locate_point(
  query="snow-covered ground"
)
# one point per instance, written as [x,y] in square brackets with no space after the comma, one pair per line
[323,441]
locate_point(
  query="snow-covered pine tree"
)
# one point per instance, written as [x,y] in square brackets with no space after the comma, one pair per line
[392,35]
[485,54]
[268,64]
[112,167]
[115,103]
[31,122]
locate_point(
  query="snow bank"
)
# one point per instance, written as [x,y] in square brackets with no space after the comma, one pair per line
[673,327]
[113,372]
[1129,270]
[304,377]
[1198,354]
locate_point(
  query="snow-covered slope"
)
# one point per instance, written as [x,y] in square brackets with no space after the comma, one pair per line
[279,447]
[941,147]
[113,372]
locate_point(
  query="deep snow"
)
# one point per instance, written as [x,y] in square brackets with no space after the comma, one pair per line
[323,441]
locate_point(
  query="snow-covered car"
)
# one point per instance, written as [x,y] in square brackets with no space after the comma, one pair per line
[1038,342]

* **Written problem**:
Copy all of the records above again, substituting "snowy" for every occurrence of "snow-covered". Keep everything else the same.

* **Output for this exercise**:
locate_point(
  query="snowy ground"
)
# one point per instance, written as [x,y] in square brackets with no space after the comma, one pair per line
[323,441]
locate_point(
  query="snowy pine tree"
)
# one point per instance, written as [x,y] in square brackets with no space after the comma, one pair per line
[392,35]
[485,54]
[268,64]
[112,167]
[115,103]
[31,122]
locate_point(
  query="snow bank"
)
# one point per instance, written as [x,y] in square brackets with no space after the comma, one pair per line
[673,327]
[113,372]
[1129,270]
[304,377]
[1198,354]
locate_point(
  query="snowy slope"
)
# one point per instance, written as [x,y] in square brackets with no space after the comma, one pair per line
[279,447]
[941,147]
[113,372]
locate_point(
  query="deep snow"
)
# one point per instance, written as [x,y] in square brackets with no space after the comma, one pair per line
[323,441]
locate_point(
  query="snowy car"
)
# one point per instance, written as [x,y] in square brackets with no space after the comma, one pair per line
[1038,342]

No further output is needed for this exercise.